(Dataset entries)
────────────────────────────────────────
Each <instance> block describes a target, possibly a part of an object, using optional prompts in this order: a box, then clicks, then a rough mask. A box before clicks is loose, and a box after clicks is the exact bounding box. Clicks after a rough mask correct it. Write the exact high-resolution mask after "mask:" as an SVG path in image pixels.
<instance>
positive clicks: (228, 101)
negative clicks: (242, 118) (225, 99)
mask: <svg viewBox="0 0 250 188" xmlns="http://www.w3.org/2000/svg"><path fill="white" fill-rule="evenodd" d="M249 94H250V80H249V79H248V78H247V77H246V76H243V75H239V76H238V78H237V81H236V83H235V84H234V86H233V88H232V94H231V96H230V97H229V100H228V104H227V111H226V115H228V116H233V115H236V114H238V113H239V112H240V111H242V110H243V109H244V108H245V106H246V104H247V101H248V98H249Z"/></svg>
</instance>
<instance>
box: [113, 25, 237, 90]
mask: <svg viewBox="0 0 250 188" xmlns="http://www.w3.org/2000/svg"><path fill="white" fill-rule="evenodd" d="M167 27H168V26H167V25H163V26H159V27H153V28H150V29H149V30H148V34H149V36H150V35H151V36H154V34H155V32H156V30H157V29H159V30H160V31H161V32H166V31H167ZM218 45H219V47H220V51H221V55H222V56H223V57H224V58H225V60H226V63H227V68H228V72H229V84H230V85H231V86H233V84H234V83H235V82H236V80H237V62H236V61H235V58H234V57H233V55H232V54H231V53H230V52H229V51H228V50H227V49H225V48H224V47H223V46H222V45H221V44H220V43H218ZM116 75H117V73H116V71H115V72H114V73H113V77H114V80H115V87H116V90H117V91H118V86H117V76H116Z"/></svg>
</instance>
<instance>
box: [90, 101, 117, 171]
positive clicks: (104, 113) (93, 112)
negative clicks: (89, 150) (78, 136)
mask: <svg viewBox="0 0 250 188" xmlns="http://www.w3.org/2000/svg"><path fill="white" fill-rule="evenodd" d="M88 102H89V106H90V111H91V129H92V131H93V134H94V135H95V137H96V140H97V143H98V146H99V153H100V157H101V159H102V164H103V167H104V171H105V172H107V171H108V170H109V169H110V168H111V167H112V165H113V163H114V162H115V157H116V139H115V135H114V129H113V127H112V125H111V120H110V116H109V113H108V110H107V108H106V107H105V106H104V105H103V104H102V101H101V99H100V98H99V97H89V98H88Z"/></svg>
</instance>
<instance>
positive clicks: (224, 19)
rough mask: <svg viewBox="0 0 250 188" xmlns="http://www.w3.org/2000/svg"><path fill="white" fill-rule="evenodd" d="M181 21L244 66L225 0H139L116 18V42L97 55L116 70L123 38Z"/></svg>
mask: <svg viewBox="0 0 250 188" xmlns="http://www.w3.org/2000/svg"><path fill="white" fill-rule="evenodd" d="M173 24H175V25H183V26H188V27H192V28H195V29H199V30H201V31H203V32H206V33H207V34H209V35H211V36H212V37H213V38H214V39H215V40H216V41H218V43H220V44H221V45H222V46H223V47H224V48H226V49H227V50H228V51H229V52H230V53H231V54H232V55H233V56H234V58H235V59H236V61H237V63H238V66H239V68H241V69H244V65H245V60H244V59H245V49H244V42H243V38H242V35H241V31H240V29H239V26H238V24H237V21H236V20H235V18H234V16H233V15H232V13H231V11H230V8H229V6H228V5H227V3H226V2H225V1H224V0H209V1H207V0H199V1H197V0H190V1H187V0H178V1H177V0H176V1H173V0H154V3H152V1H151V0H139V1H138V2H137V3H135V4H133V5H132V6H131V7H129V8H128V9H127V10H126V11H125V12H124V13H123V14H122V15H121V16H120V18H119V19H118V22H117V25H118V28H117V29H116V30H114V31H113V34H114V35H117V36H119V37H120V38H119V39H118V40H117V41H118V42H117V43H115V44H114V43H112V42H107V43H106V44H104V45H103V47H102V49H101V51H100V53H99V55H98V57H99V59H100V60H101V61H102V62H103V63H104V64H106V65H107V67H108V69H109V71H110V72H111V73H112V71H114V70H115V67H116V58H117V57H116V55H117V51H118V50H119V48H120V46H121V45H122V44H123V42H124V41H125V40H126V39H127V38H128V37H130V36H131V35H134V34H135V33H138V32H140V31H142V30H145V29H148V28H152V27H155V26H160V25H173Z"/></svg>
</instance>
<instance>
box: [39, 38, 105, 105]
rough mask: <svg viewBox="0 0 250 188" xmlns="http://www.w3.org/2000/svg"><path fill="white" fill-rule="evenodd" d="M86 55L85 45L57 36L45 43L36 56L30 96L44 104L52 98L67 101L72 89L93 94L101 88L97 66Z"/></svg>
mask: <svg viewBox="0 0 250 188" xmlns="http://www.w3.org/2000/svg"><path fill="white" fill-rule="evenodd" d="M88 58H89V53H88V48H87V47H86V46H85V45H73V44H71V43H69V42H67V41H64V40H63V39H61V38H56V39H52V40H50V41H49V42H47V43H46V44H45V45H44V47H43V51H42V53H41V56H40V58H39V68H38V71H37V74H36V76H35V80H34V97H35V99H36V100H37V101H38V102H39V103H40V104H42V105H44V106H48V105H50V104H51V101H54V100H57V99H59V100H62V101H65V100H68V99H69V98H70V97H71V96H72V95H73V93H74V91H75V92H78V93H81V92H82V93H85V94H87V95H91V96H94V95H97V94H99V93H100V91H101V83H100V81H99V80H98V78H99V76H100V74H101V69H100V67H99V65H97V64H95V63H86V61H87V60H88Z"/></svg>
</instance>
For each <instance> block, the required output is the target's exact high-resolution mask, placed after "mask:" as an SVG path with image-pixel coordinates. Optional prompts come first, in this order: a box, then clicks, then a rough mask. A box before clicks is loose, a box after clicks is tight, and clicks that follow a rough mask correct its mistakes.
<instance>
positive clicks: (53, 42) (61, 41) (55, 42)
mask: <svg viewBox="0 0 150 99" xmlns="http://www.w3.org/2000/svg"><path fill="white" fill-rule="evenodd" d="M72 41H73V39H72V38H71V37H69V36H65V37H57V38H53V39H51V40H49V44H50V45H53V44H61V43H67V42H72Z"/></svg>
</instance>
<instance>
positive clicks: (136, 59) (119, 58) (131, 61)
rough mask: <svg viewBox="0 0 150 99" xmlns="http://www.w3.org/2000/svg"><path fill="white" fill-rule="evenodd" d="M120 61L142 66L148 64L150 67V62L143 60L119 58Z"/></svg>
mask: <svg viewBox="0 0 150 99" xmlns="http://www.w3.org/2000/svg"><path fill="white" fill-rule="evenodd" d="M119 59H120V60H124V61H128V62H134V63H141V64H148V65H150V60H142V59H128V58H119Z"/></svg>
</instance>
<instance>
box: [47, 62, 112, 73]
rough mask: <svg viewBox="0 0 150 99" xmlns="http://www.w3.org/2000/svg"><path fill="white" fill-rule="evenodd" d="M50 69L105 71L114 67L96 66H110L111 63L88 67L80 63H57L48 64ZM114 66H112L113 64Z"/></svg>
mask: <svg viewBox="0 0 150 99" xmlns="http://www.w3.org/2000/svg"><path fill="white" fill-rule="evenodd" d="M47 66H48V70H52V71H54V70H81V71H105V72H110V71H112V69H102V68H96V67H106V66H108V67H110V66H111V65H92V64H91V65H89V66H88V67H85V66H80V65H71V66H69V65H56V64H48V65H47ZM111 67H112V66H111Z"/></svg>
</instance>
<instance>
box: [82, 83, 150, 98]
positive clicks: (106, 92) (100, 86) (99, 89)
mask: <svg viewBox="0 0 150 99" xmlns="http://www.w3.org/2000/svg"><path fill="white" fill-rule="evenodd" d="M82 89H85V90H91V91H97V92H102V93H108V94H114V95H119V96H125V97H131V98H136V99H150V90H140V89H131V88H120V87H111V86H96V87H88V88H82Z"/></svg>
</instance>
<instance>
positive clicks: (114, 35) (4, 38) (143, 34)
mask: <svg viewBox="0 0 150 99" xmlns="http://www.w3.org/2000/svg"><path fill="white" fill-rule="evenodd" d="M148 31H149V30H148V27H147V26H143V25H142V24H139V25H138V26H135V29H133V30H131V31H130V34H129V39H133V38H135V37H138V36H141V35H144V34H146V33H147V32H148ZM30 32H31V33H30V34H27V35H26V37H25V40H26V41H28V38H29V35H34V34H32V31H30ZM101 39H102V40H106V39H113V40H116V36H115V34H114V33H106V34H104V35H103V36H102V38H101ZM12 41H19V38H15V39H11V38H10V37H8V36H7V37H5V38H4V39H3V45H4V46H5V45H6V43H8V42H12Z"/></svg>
────────────────────────────────────────
▶ **What you have to do**: List each line of the dataset entries above that contains the word "positive". Letter case matters.

▶ **Reply**:
positive clicks: (228, 101)
positive clicks: (104, 113) (93, 112)
positive clicks: (224, 19)
positive clicks: (53, 42) (61, 41) (55, 42)
positive clicks: (136, 59) (119, 58) (131, 61)
positive clicks: (106, 92) (100, 86) (99, 89)
positive clicks: (114, 35) (4, 38) (143, 34)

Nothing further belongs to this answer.